Tairo è un domatore di leoni. Viene da una famiglia che ha una lunga tradizione nel mondo del circo, e anche lui da tempo lavora nel medesimo ambiente. Il ragazzo subisce un momento non facile: uno degli animali con cui ha fatto il suo numero per tanto tempo è appena morto, un altro è ormai anziano e malato. Un giorno sparisce dalla sua roulotte un portafortuna a cui era molto affezionato: un pezzo di ferro che tanti anni prima era stato piegato apposta per lui dall'erculeo Arthur Robin, vincitore del premio di Mister Universo. Triste e deluso, Tairo decide di prendersi qualche giorno di pausa dagli spettacoli e intraprende un viaggio per l'Italia alla ricerca di Robin, senza peraltro sapere se l'uomo sia ancora vivo, con l'obiettivo di farsi dare un nuovo pezzo di ferro da usare come amuleto.

§ COMPITI:
1. Elenca tutti i termini con cui il testo su Tairo indica l'oggetto che gli porta fortuna.
2. Scrivi il seguito del testo su Tairo, partendo dopo la sua ultima frase.

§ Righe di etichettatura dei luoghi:
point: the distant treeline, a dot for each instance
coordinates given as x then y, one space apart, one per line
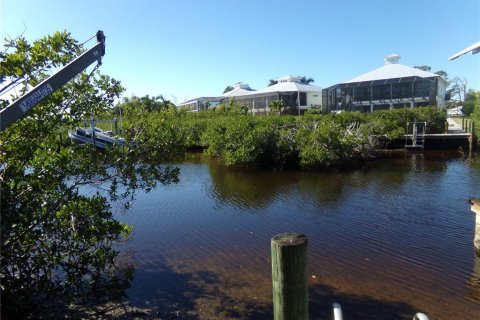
238 138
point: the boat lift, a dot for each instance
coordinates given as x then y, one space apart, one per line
19 108
415 140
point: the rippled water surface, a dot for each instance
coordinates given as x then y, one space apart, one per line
386 241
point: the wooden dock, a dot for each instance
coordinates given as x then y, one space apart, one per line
457 136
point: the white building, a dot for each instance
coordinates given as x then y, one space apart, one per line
296 96
393 85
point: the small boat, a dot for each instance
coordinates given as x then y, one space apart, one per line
96 137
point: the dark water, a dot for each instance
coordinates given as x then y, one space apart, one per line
385 241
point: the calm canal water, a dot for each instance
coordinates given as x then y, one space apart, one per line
385 241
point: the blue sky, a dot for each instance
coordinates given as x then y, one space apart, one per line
189 48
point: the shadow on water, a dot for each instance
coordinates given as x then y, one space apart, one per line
257 188
353 306
192 295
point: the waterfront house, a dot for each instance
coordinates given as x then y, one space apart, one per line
296 96
391 86
200 104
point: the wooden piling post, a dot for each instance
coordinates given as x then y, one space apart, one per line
476 209
289 276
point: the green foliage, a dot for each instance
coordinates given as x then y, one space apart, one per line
327 141
311 141
276 107
57 226
472 102
243 141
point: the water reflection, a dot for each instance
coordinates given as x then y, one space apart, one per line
251 188
474 280
386 241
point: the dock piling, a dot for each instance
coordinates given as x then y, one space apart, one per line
289 276
476 210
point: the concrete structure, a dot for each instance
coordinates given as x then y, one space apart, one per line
391 86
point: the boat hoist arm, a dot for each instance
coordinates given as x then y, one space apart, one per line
20 107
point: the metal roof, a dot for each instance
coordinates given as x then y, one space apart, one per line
474 48
392 71
289 87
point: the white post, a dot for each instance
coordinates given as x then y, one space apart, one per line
298 101
476 209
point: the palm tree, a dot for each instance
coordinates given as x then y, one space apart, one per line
228 89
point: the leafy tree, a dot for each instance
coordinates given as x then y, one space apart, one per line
56 238
272 82
276 106
149 104
472 103
459 89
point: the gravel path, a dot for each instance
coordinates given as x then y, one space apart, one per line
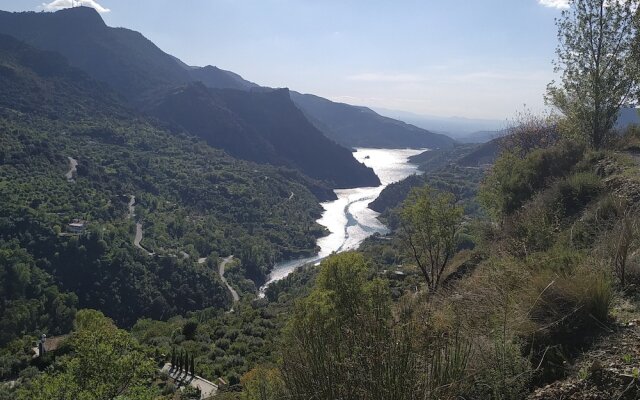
73 169
221 268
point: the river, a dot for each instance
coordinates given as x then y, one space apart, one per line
349 218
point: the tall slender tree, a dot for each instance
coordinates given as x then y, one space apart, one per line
595 56
429 225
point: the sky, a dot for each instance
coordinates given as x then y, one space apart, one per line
467 58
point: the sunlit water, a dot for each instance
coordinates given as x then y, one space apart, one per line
349 219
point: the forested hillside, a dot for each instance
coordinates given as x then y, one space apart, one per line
247 124
192 201
263 126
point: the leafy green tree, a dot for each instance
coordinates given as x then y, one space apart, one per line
344 342
106 363
596 59
429 226
263 383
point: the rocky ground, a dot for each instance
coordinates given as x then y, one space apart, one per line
610 369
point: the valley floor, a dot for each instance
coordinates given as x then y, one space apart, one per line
610 368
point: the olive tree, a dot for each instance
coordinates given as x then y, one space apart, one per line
595 57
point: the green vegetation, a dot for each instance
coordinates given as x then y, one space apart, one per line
192 201
429 229
103 363
598 59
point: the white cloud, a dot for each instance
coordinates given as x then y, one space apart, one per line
383 77
555 3
56 5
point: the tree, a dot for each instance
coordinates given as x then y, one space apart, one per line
595 57
105 363
429 225
344 341
263 383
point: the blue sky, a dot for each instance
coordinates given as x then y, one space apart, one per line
469 58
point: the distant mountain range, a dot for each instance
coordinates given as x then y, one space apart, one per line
466 130
252 125
154 81
469 130
263 126
354 126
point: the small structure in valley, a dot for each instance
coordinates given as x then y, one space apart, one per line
77 226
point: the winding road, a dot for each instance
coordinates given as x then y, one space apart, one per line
73 168
139 234
221 268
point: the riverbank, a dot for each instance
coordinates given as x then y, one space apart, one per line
349 219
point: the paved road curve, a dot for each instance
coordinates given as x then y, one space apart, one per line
73 164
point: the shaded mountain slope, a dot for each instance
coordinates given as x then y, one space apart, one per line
354 126
264 126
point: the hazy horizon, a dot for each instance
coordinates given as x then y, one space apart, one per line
431 58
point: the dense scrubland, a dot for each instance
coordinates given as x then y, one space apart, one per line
511 271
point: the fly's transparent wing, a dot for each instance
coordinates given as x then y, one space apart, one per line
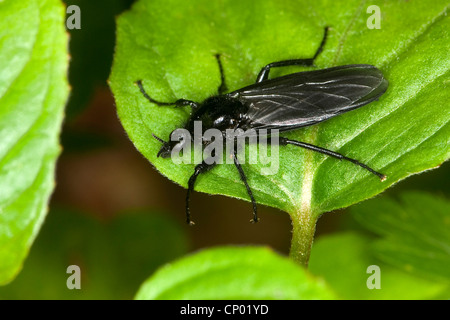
305 98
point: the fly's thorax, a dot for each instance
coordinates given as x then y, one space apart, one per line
218 112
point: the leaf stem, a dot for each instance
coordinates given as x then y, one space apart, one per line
303 229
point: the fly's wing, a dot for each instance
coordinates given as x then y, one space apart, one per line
305 98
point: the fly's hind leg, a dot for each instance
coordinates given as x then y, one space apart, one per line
284 142
264 73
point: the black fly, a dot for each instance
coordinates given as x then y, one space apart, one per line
284 103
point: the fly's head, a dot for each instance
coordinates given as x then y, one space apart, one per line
176 140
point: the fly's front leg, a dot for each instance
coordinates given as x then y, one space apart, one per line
178 103
264 73
223 86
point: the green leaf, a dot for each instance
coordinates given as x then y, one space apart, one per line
170 45
414 232
342 260
233 273
114 256
33 91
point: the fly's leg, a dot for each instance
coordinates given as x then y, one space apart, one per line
244 179
264 73
223 86
284 141
178 103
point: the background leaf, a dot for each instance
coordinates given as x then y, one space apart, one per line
233 273
33 91
342 260
171 46
414 232
114 256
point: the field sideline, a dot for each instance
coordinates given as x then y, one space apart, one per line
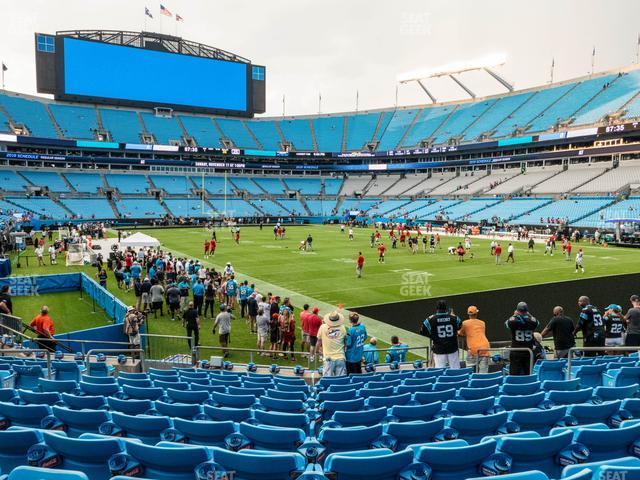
326 277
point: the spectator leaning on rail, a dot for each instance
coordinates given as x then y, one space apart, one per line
474 330
356 336
442 328
632 319
561 328
370 352
592 326
522 325
331 341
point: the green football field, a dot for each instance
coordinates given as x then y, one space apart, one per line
325 277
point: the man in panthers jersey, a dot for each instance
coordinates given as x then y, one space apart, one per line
442 328
522 325
613 326
591 324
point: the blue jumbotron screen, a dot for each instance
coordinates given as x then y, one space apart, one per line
105 71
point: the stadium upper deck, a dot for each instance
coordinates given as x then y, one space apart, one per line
598 99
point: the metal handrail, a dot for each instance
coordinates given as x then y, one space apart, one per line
31 350
66 340
87 362
595 349
510 349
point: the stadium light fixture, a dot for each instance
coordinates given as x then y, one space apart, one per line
451 70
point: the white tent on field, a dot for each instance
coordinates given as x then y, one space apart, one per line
139 239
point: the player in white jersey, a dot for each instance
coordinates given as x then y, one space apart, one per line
579 261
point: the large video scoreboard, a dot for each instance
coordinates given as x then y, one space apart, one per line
150 71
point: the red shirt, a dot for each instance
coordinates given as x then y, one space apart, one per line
313 324
304 318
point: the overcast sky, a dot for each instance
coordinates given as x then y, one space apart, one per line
340 47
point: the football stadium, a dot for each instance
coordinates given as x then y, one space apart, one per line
382 241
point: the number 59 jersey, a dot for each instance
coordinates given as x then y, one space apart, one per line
442 328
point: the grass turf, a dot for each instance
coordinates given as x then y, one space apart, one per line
327 275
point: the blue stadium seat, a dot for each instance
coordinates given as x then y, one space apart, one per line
430 397
178 410
165 461
188 396
563 385
589 375
129 407
66 371
98 389
37 473
259 465
280 405
22 415
142 393
146 428
616 393
279 419
456 462
273 438
408 433
520 388
475 393
621 377
14 445
199 432
473 428
77 422
27 376
38 398
469 407
222 414
546 454
232 401
363 418
608 444
560 397
410 413
329 407
586 413
520 402
550 370
60 386
519 379
349 438
380 464
90 456
377 402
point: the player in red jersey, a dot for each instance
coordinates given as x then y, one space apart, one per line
381 250
359 265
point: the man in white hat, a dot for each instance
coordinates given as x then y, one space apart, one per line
331 341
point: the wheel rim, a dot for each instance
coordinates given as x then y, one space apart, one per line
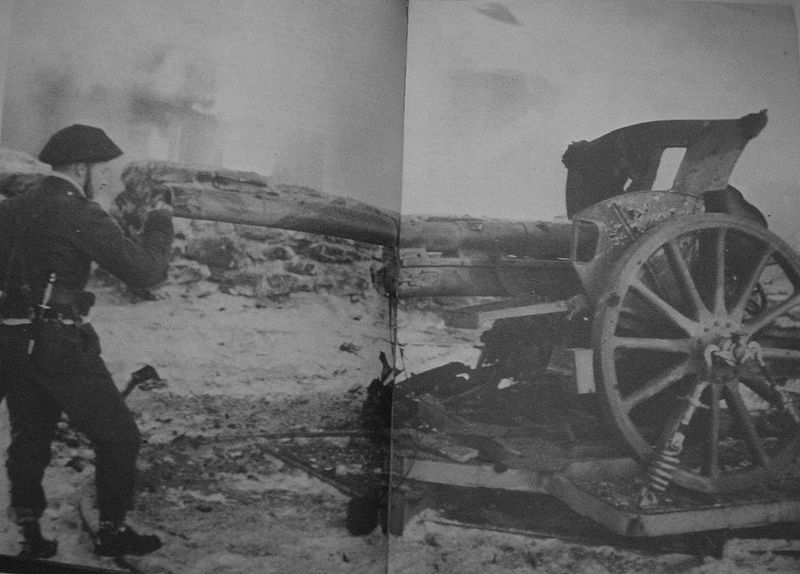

§ RISPOSTE FORNITE:
1. portafortuna, pezzo di ferro, amuleto

2.
Unico titolo italiano selezionato per il concorso di Locarno, anche se in realtà di produzione italo-austriaca, Mister Universo è l'ultimo lavoro diretto dalla coppia formata da Tizza Covi e Rainer Frimmel, duo che già in passato aveva realizzato film ambientati nel mondo del circo, in particolare La pivellina (2009) e Der Glanz des Tages (2012), quest'ultimo premiato proprio a Locarno. Gli autori, lei bolzanina lui austriaco, tornano in competizione in Svizzera con un'interessante opera che segue una tendenza sempre più costante in questi ultimi anni, ovvero la commistione tra finzione e documentario, una sorta di nuova moda che non sempre regala risultati di rilievo, ma che in questo caso riesce a trovare un sorprendente e ottimo equilibrio.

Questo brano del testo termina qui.